▸ Data shown
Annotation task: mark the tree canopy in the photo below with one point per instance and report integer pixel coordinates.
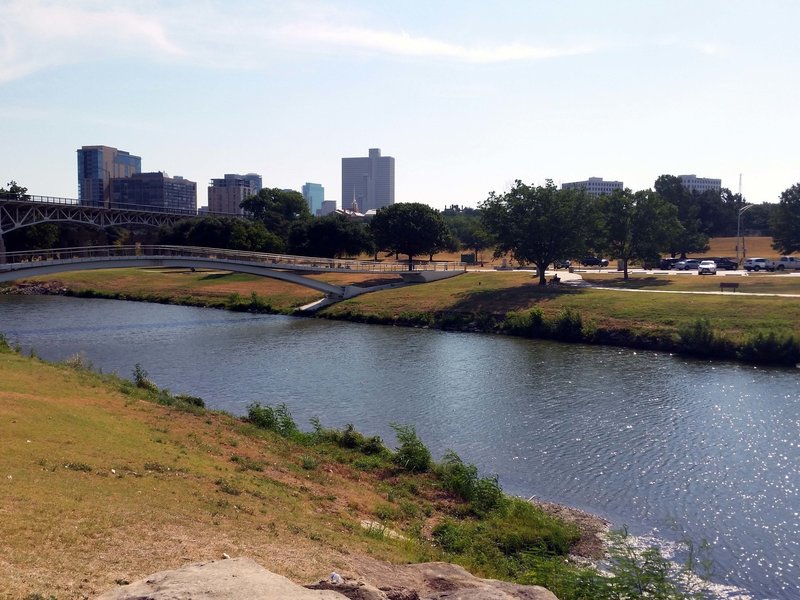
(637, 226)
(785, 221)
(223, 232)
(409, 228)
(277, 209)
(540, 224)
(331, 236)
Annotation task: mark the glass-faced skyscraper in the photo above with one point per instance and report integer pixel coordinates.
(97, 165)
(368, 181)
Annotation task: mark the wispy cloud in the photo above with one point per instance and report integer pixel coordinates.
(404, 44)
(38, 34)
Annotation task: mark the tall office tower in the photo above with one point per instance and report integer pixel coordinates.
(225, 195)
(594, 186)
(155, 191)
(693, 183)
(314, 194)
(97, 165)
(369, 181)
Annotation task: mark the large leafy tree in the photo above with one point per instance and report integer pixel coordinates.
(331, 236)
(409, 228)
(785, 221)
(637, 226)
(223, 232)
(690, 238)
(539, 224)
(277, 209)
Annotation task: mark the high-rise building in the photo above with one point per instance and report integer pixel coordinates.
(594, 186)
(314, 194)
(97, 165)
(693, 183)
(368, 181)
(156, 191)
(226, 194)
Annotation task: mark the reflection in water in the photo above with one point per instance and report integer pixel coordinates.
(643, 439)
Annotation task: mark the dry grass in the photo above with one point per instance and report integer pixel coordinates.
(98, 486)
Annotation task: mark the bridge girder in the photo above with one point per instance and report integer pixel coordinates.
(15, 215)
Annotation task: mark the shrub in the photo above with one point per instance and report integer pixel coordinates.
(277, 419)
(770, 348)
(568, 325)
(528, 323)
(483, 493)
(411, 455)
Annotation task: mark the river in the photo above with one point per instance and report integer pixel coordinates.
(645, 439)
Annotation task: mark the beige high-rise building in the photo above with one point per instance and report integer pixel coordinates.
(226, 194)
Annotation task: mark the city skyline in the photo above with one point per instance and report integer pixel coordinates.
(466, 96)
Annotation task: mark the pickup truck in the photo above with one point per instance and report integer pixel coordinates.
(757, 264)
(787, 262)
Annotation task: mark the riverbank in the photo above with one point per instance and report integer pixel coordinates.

--

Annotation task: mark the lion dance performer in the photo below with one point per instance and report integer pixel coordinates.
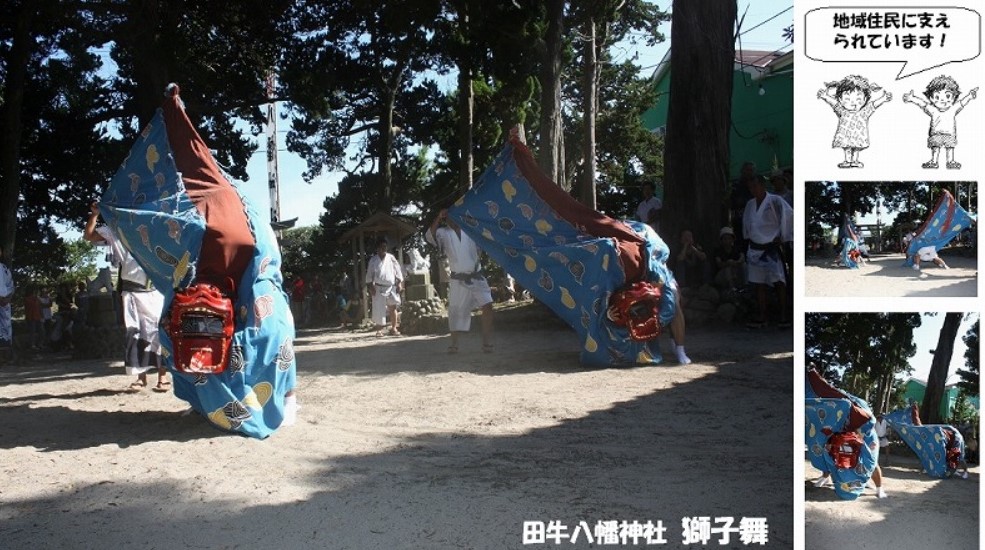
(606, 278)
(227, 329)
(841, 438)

▸ About this task
Set down, exactly as they stand above, the lines starting with the line with "Annotation task: mark the city" and going on through the line with "Annotation task: mark the riverbank", and no others.

▸ Solution to this task
Annotation task: mark the city skyline in the photo above with one point per instance and report integer pixel coordinates.
(466, 96)
Annotation task: mark the pickup truck in the photo above with one point per instance and report integer pixel coordinates.
(757, 264)
(787, 262)
Annotation task: mark the riverbank in the photo above with one point per instance and report integer pixel coordinates.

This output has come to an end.